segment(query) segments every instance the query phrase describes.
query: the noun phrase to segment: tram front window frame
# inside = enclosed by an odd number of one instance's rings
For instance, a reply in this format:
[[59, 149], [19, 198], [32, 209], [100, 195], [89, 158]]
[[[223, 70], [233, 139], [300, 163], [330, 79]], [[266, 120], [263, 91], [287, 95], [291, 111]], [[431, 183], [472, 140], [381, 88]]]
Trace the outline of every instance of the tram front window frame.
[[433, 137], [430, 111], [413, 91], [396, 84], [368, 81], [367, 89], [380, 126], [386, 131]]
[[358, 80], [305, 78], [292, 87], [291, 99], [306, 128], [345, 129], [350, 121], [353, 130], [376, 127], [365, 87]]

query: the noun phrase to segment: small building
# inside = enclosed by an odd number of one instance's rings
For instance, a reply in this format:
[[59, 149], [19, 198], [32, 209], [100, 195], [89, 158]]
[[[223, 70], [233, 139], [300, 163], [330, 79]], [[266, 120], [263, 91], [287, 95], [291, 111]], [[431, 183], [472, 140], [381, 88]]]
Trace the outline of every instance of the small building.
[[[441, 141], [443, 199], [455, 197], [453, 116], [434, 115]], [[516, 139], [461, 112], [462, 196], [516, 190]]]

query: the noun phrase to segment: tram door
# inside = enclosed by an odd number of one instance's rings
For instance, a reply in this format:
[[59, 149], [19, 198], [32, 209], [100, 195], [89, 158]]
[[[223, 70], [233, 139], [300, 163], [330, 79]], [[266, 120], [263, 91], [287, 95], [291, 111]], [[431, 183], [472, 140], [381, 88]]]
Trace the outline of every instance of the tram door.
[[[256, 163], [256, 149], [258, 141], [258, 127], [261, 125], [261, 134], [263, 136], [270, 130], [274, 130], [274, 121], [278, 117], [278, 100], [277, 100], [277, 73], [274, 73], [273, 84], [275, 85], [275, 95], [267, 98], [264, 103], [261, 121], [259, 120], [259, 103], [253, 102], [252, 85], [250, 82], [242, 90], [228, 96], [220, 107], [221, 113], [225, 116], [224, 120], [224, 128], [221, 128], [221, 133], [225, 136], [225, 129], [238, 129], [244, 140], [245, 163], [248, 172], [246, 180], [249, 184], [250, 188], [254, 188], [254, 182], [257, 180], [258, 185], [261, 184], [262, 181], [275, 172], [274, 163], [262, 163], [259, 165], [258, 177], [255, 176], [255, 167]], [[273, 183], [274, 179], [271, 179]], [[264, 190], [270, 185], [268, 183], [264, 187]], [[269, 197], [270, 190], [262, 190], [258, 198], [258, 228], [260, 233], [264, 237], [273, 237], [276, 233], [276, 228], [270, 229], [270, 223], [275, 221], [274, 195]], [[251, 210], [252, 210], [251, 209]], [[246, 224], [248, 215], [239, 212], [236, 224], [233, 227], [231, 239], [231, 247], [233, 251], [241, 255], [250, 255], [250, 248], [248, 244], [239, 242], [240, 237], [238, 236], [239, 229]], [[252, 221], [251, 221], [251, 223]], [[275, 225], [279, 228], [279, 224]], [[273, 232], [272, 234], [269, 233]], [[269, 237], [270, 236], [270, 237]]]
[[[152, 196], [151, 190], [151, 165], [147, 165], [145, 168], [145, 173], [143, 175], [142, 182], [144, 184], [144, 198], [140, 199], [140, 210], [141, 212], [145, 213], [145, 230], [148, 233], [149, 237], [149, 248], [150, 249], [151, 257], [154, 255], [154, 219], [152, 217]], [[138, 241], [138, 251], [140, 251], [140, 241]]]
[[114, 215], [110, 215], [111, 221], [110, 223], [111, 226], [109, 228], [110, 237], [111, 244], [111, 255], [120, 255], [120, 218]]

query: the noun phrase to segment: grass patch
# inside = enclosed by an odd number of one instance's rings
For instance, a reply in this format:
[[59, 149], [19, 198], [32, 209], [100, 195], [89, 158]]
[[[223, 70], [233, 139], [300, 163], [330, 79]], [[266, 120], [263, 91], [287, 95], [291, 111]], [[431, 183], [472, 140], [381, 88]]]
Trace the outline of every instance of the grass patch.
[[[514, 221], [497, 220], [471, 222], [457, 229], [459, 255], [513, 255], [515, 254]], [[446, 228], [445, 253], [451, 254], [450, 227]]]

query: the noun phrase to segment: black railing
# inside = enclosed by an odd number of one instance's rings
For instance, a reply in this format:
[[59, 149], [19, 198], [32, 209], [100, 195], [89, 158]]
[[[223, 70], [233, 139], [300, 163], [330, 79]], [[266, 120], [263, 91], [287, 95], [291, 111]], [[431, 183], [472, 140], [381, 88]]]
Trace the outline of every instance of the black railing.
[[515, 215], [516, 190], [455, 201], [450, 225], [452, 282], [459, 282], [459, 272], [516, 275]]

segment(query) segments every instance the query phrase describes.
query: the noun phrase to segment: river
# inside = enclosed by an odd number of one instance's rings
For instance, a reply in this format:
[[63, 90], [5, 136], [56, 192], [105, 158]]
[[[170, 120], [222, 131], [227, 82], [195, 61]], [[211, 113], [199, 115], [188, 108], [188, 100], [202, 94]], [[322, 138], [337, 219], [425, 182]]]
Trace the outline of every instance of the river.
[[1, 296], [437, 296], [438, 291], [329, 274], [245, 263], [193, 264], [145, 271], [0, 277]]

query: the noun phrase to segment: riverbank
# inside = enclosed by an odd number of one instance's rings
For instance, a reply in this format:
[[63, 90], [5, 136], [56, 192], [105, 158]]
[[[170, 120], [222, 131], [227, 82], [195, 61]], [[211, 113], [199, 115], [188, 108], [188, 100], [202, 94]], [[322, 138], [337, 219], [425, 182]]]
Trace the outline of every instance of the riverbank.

+ + + + +

Copy exactly the lines above, from the one containing "query: the noun phrase to segment: riverbank" through the very last line.

query: the noun phrase to segment: riverbank
# inside = enclosed by an odd number of one instance's rings
For instance, a reply in this format:
[[63, 90], [5, 136], [56, 192], [105, 158]]
[[[170, 120], [222, 131], [227, 82], [195, 61]], [[211, 113], [199, 115], [188, 108], [188, 100], [202, 94]], [[322, 138], [337, 219], [425, 182]]]
Trace the outline of every instance of the riverbank.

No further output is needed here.